__Passage provided__:

===

Video upload and product tagging happen in the Whatmore dashboard.
Video & media are managed in the dashboard — there is no upload API to integrate. Your only catalog job is exposing a product API Whatmore can read (pull); the real-time push is optional. Less to build on your side, faster go-live.

Pull: initial load and refresh

You add products by their URL — there’s no product-creation API to call. In dashboard.whatmore.live you connect your product API (an endpoint that returns a single product’s detail, plus any auth it needs) and add your product page URLs. For each URL, Whatmore extracts the product id, calls your product API for that product, and stores the returned JSON. This is how the initial load, every new product, and each refresh work.

How the product id is read from a URL

Whatmore turns each product URL into a product id — the value it uses to query your API, and which it stores as your client_product_id.
  • Give us a regex to extract it exactly (recommended). For a Nike-style URL https://www.nike.com/t/air-max-90-shoes/CN8490-002, a rule such as ([^/]+)$ (the last path segment) yields CN8490-002. A regex keeps extraction deterministic across all your URL shapes.
  • Default behaviour today: with no rule set, Whatmore takes the trailing token of the URL — it splits on - and uses the last segment. That works when the URL ends in the id, but is brittle for other URL patterns, so providing a regex is strongly recommended.

===

__Job 1__:
Identify every line in the entries below that contains the string "vertical", matching case exactly, and copy each such line.

===

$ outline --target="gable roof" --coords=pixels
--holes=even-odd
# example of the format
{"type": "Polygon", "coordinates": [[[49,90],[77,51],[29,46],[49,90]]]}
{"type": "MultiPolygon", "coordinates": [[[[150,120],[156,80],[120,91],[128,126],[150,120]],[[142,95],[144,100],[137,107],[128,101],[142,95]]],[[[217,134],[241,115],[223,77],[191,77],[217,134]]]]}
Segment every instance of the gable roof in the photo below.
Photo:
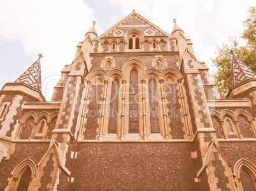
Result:
{"type": "Polygon", "coordinates": [[[129,15],[127,15],[127,16],[125,16],[124,18],[123,18],[122,20],[121,20],[120,22],[118,22],[117,23],[116,23],[115,25],[113,25],[112,27],[111,27],[110,29],[108,29],[108,30],[106,30],[105,32],[104,32],[103,34],[101,34],[101,36],[99,36],[97,38],[97,40],[99,40],[99,39],[101,39],[101,37],[104,37],[106,34],[107,34],[108,33],[110,32],[112,30],[113,30],[115,28],[118,27],[120,25],[121,25],[123,22],[124,22],[125,20],[127,20],[128,18],[129,18],[131,16],[132,16],[132,15],[135,15],[136,16],[138,16],[139,18],[140,18],[141,20],[142,20],[143,21],[144,21],[146,23],[148,24],[149,25],[154,27],[155,29],[157,29],[158,30],[159,30],[159,32],[162,32],[162,34],[164,34],[164,35],[168,36],[170,38],[172,39],[176,39],[175,37],[171,36],[171,34],[167,33],[166,32],[165,32],[164,30],[163,30],[162,29],[160,29],[159,27],[158,27],[157,26],[155,25],[153,23],[152,23],[151,22],[148,21],[148,20],[146,20],[146,18],[145,18],[143,16],[142,16],[141,15],[139,15],[138,13],[137,13],[136,12],[135,12],[134,10],[133,10],[133,11],[130,13],[129,15]]]}
{"type": "Polygon", "coordinates": [[[25,83],[41,91],[40,59],[43,56],[42,54],[38,55],[38,59],[15,82],[25,83]]]}
{"type": "Polygon", "coordinates": [[[243,61],[238,58],[234,51],[230,53],[232,56],[231,87],[233,87],[248,79],[256,79],[256,74],[243,61]]]}

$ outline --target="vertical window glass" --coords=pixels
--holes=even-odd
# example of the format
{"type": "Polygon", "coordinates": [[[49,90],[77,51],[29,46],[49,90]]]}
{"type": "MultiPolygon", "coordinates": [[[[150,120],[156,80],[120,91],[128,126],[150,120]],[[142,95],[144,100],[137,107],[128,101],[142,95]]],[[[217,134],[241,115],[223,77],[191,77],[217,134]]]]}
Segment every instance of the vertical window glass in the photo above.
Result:
{"type": "Polygon", "coordinates": [[[229,130],[229,132],[233,132],[233,131],[232,130],[232,128],[231,128],[231,123],[229,122],[229,121],[228,120],[226,121],[226,125],[227,127],[227,129],[229,130]]]}
{"type": "Polygon", "coordinates": [[[138,38],[135,39],[135,49],[139,49],[139,39],[138,38]]]}
{"type": "Polygon", "coordinates": [[[118,92],[119,81],[115,79],[112,82],[111,90],[108,133],[117,133],[118,117],[118,92]]]}
{"type": "Polygon", "coordinates": [[[129,49],[132,49],[132,38],[129,39],[129,49]]]}
{"type": "Polygon", "coordinates": [[[39,129],[39,132],[38,132],[39,133],[42,133],[43,128],[45,126],[45,122],[44,121],[41,123],[40,129],[39,129]]]}
{"type": "Polygon", "coordinates": [[[25,172],[23,173],[22,175],[20,177],[17,190],[27,191],[29,188],[31,177],[31,171],[29,169],[27,169],[25,172]]]}
{"type": "Polygon", "coordinates": [[[139,133],[138,73],[132,69],[130,73],[129,133],[139,133]]]}
{"type": "Polygon", "coordinates": [[[151,133],[159,133],[159,117],[157,102],[157,83],[153,79],[148,81],[151,133]]]}
{"type": "Polygon", "coordinates": [[[0,119],[2,119],[2,117],[4,117],[4,114],[5,112],[5,110],[6,110],[6,107],[7,107],[7,105],[4,105],[4,108],[3,109],[2,112],[0,115],[0,119]]]}

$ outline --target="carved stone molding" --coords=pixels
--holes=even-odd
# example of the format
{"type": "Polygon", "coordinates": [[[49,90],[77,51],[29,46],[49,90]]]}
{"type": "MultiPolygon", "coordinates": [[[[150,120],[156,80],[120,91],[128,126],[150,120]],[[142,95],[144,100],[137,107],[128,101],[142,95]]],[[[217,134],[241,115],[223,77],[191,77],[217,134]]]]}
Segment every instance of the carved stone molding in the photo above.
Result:
{"type": "Polygon", "coordinates": [[[110,58],[106,60],[105,62],[104,62],[104,67],[107,70],[110,69],[112,66],[113,66],[113,60],[110,58]]]}
{"type": "Polygon", "coordinates": [[[113,35],[114,36],[124,36],[124,32],[122,31],[121,30],[115,30],[113,32],[113,35]]]}
{"type": "Polygon", "coordinates": [[[153,30],[152,29],[147,29],[145,31],[144,31],[144,34],[145,36],[153,36],[155,35],[155,31],[153,30]]]}
{"type": "Polygon", "coordinates": [[[155,65],[159,69],[162,68],[165,65],[164,60],[160,57],[157,58],[155,60],[155,65]]]}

===

__Job 2__:
According to the passage on product URLs, how does Whatmore extract the product id when no regex rule is set?

__Answer 1__:
$ outline --target="vertical window glass" --coords=pixels
Segment every instance of the vertical window glass in the photo above.

__Answer 2__:
It takes the trailing token of the URL by splitting on - and using the last segment.